■ **To do**
A: Transcribe the passage of the Pulse Health article starting with "Pulse Health Limited" and going on through "in February 2016.".
B: Summarize the Pulse Health article in two sentences.
C: Write the next part of the article on the Pulse Health earnings downgrade, picking up after its final sentence.

■ **Page text**
Pulse Health Limited (ASX: PHG) saw its share price plunge more than 30% to around 30 cents, after the private hospital operator revised its 2016 earnings guidance down.

The company now says that it expects underlying earnings before interest, tax, depreciation and amortisation (EBITDA) to be between $8 and $9.2 million – down from the $10.2 million expected in February 2016.

Pulse says the major contributor is due to a recent downturn in activity in its three rehabilitation hospitals. The company says the lower end of guidance is there in case strategies to improve earnings are unsuccessful.

However, Pulse says it remains confident in the demand outlook for rehabilitation care and its ability to improve utilisation in each of our hospitals over the short to medium term. The company plans to increase utilisation by providing non-rehab services where appropriate.

The revised results don’t include any contributions from recently announced acquisitions which are expected to deliver an incremental increase in FY17 EBITDA of $6.4 million. Pulse acquired 6 Australian facilities and one New Zealand hospital in December 2015 for $48.3 million upfront plus potential earn outs depending on performance in FY16 and FY17.

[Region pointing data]
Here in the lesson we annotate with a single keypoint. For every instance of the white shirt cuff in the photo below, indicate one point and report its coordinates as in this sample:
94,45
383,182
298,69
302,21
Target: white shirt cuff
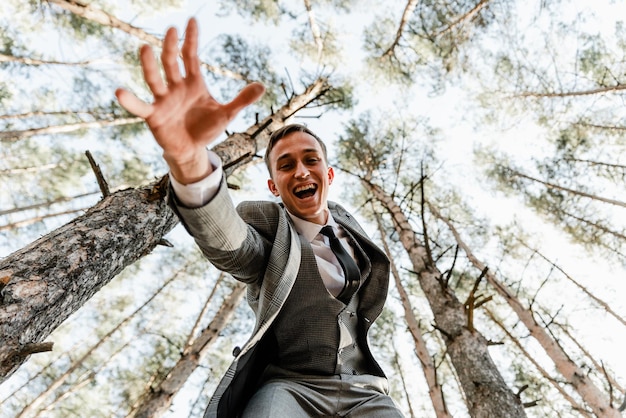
195,195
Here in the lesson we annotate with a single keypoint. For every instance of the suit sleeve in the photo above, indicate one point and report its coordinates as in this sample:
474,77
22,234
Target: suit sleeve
237,241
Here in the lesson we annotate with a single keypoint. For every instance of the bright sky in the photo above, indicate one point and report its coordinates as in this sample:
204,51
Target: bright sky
456,149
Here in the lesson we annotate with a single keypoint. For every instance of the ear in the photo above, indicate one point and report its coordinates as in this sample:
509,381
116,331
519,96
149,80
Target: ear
272,186
331,175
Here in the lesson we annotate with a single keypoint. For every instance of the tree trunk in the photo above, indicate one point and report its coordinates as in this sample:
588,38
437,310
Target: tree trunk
486,393
435,391
159,399
46,281
575,375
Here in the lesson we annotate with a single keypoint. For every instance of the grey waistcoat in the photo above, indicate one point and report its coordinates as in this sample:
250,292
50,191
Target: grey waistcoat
309,329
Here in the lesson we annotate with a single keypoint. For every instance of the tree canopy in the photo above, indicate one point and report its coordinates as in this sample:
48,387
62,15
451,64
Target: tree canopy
481,143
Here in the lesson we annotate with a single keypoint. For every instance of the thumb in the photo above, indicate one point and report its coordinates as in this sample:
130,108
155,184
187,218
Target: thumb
248,95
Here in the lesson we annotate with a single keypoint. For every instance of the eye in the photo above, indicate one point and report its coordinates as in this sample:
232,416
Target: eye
284,166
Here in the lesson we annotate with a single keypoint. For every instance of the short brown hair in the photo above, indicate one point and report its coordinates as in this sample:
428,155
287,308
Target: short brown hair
280,133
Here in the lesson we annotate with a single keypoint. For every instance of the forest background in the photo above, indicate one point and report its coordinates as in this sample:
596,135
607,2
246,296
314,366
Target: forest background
481,143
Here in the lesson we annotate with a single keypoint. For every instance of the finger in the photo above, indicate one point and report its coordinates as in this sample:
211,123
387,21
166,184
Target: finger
190,49
133,104
169,57
250,94
151,72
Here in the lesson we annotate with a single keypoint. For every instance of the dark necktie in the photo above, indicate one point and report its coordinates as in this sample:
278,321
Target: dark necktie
350,269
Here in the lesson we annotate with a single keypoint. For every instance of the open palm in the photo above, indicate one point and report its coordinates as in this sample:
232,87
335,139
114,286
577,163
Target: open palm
184,117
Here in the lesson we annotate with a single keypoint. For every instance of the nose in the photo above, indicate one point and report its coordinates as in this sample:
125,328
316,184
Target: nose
302,171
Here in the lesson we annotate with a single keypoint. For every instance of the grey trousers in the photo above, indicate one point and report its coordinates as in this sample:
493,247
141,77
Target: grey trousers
294,396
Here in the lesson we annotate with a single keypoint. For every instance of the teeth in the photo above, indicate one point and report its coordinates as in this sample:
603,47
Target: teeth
304,188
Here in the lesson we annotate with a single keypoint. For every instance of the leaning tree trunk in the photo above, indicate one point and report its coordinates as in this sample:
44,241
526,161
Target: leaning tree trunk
486,392
42,284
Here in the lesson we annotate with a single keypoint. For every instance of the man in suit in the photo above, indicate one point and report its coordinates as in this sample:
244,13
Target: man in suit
315,280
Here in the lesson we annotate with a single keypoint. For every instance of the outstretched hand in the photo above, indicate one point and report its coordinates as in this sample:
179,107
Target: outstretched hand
184,118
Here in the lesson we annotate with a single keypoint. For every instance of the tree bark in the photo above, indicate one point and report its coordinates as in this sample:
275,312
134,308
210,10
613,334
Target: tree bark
435,391
486,393
159,399
575,375
45,282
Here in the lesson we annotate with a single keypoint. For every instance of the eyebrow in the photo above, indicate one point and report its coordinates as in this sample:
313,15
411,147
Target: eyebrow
305,151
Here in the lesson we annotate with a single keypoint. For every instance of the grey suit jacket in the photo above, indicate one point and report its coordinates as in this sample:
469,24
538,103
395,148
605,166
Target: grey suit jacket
258,245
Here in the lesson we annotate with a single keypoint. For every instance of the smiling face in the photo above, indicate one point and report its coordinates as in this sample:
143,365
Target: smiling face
301,176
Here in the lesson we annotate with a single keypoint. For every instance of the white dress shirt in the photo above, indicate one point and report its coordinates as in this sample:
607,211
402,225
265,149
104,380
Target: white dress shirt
201,192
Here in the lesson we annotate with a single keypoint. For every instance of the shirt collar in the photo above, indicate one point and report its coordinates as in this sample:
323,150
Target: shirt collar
309,230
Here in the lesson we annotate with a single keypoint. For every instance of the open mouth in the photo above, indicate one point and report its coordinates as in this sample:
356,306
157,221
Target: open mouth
304,191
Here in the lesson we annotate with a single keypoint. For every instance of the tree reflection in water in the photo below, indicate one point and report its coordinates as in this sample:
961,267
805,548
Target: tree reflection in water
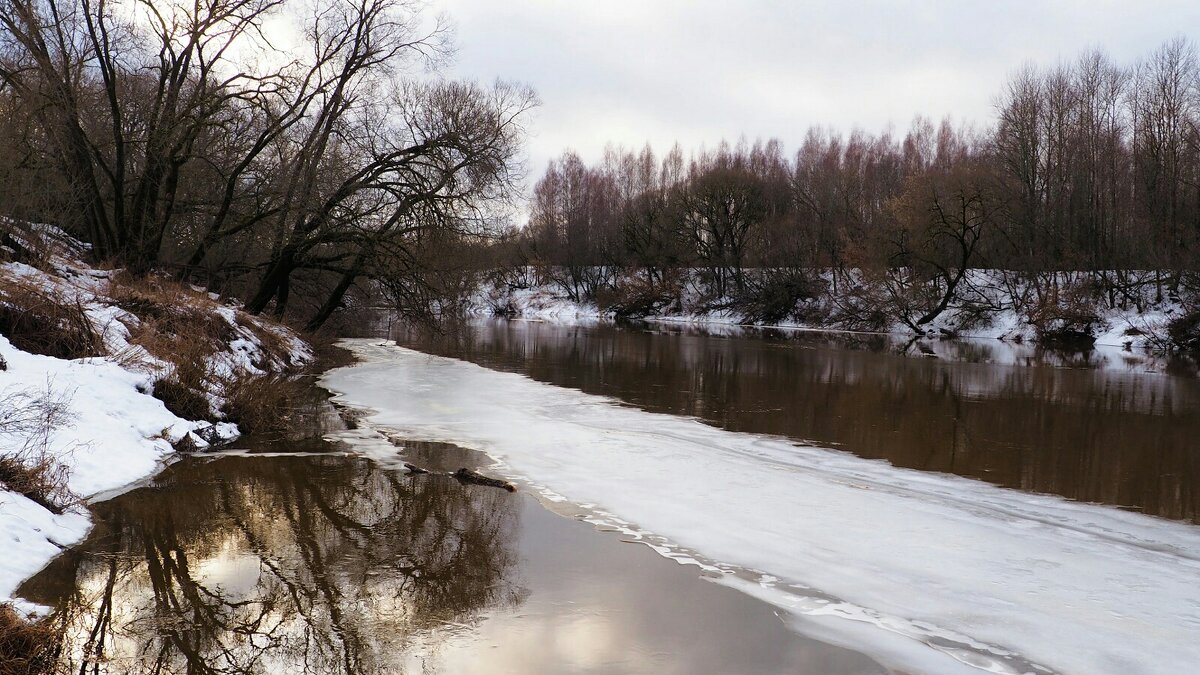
269,565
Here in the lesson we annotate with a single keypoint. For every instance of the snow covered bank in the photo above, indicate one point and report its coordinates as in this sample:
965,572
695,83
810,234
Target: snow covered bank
925,572
985,309
114,431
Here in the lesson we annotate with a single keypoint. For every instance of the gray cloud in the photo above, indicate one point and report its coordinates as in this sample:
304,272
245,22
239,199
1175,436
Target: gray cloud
697,71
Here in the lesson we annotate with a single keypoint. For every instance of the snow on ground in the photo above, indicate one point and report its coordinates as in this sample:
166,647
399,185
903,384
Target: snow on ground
1123,328
928,573
115,434
115,431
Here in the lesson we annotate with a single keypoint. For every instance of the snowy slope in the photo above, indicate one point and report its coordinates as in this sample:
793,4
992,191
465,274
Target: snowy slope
929,573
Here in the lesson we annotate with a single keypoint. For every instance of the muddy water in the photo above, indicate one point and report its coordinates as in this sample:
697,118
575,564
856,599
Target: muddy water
336,563
1102,426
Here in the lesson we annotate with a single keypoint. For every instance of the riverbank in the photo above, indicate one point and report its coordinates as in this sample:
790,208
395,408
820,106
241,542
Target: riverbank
924,571
991,304
321,553
103,376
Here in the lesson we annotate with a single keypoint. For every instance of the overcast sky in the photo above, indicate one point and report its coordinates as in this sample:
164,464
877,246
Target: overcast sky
696,71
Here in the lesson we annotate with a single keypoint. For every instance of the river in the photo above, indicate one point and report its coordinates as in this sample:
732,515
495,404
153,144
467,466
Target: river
688,502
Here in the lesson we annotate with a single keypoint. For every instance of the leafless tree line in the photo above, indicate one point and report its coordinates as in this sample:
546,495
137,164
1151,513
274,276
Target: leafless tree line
1091,171
186,137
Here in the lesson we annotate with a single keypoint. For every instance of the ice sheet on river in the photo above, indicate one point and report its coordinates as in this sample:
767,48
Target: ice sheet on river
925,572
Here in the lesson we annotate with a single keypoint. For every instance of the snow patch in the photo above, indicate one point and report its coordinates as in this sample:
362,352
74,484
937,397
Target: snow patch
927,572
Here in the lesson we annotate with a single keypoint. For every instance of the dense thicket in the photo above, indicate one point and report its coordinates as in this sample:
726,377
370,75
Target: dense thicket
174,135
1091,171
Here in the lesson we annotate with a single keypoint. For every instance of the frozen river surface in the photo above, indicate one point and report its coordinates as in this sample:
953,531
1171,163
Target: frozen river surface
924,571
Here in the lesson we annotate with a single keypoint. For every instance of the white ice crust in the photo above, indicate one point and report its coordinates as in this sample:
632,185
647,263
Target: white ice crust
927,572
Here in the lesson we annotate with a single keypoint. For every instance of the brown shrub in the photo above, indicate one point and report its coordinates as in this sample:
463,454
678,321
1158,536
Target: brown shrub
33,470
1066,316
173,321
183,400
262,405
25,647
637,297
36,321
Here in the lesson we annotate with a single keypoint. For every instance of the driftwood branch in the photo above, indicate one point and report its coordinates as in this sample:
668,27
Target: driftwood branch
465,476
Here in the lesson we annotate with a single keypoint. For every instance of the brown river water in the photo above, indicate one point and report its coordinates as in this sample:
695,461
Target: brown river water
301,556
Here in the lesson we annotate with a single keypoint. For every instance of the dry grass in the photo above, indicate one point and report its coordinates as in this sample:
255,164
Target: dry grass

■ **Answer list**
A:
Pulse Health Limited (ASX: PHG) saw its share price plunge more than 30% to around 30 cents, after the private hospital operator revised its 2016 earnings guidance down.

The company now says that it expects underlying earnings before interest, tax, depreciation and amortisation (EBITDA) to be between $8 and $9.2 million – down from the $10.2 million expected in February 2016.

B: Pulse Health's share price fell more than 30% to around 30 cents after the private hospital operator lowered its 2016 underlying EBITDA guidance to between $8 and $9.2 million, down from the $10.2 million expected in February 2016. The company blames mainly a recent downturn in activity at its three rehabilitation hospitals but says it remains confident in demand for rehabilitation care and plans to raise utilization, partly by offering non-rehab services where appropriate.

C:
At the time, Pulse said it expected to report FY17 EBITDA of $18.1 million, but that appears to be in jeopardy as well now.

Given the specialist nature of Pulse’s hospitals, it’s unlikely that larger and more diversified general hospital operators Ramsay Health Care Limited (ASX: RHC) and Healthscope Ltd (ASX: HSO) will be similarly affected.

Foolish takeaway

A relatively illiquid share, Pulse Health could be one to watch, particularly if it can reach its previous FY17 EBITDA target, and given the tailwinds in the sector.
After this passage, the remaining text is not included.